ARBEITSAUFTRÄGE:
1. Wie viele Aktivisten wurden laut dem Textauszug am 15. Oktober in Berlin verhaftet?
2. Schreiben Sie aus dem Textauszug alles von „Am 15. Oktober wurden“ bis hinunter zu „berichten von Misshandlungen.“ ab.

TEXTAUSZUG:
Am 15. Oktober wurden in Berlin 25 Aktivisten verhaftet. Schon kurz danach gab es erste Anzeigen gegen Beamte. Jetzt melden sich weitere Demonstranten zu Wort und berichten von Misshandlungen.

Es sind schwere Vorwürfe gegen Berliner Polizisten: „Ich war der letzte, den die Polizei aus dem Wagen in die Wache brachte. Ich habe keinen Widerstand geleistet. Ein Polizist hat einfach angefangen, mich im Nacken zu schubsen und auf den Kopf zu schlagen.  Dann kamen immer mehr Polizisten hinzu, schubsten und zogen heftig an mir, vor allem am linken Arm", sagt Augustine Onyema aus Nigeria auf englisch: "Ich habe versucht, das Gleichgewicht zu halten, stürzte aber zu Boden." Dann habe die ganze Gruppe Polizisten auf ihn eingetreten. Und mit Schlagstöcken traktiert. Er habe noch immer, fast einen Monat später, starke Schmerzen in der Schulter. Beamte hätten seinen Nacken schwer verletzt, sagt er. Onyema sitzt am Freitag in einem der größeren Zelte im Flüchtlingscamps am Oranienplatz in Kreuzberg - und berichtet, was ihm am 15. Oktober in Polizeigewahrsam zugestoßen sei, nachdem er an der Besetzung der Botschaft Nigerias beteiligt gewesen war. Zwei weitere Flüchtlinge, die gemeinsam mit ihm demonstriert hatten, werden gleich ähnliche Geschichten erzählen. Zu der Pressekonferenz hat die Opferberatung Reach Out eingeladen hatte.

EXTRAHIERTE ANGABEN:

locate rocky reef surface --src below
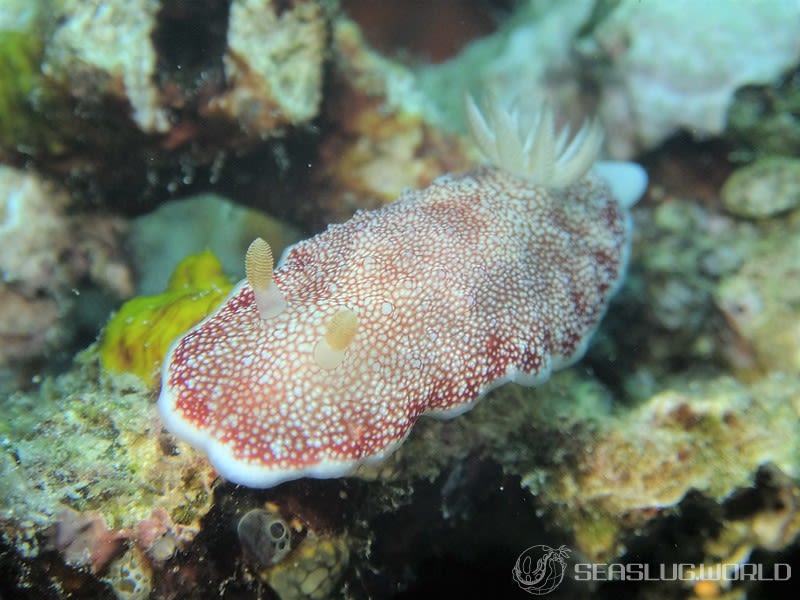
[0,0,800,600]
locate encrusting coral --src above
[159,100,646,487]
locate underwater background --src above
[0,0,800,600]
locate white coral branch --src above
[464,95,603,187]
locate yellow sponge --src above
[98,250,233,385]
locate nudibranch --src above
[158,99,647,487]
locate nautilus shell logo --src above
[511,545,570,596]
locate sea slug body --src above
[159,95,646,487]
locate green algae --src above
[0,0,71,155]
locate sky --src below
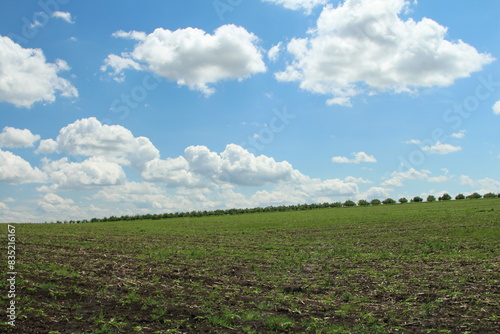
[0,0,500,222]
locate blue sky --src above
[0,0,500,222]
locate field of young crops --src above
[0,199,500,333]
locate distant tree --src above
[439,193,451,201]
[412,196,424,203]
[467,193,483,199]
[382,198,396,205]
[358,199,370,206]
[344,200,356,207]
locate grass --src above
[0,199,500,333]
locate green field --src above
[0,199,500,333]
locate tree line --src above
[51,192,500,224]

--

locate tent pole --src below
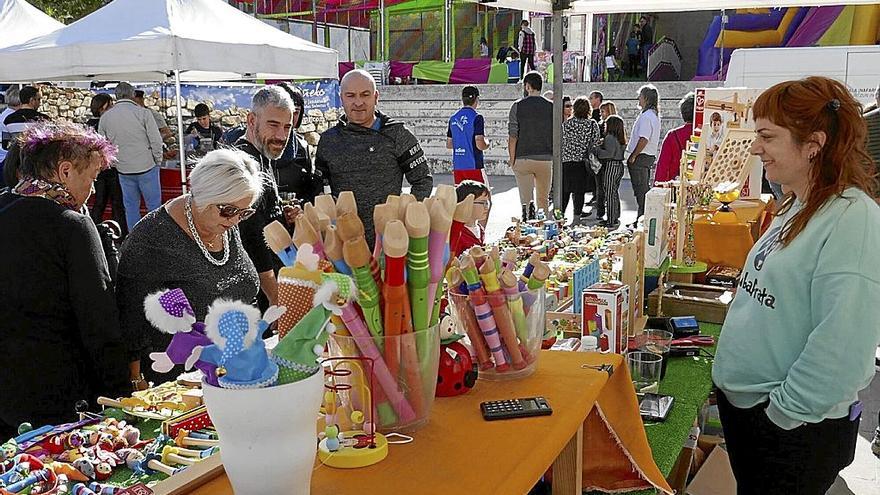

LÖSUNGEN:
1. 25 Aktivisten.

2.
Am 15. Oktober wurden in Berlin 25 Aktivisten verhaftet. Schon kurz danach gab es erste Anzeigen gegen Beamte. Jetzt melden sich weitere Demonstranten zu Wort und berichten von Misshandlungen.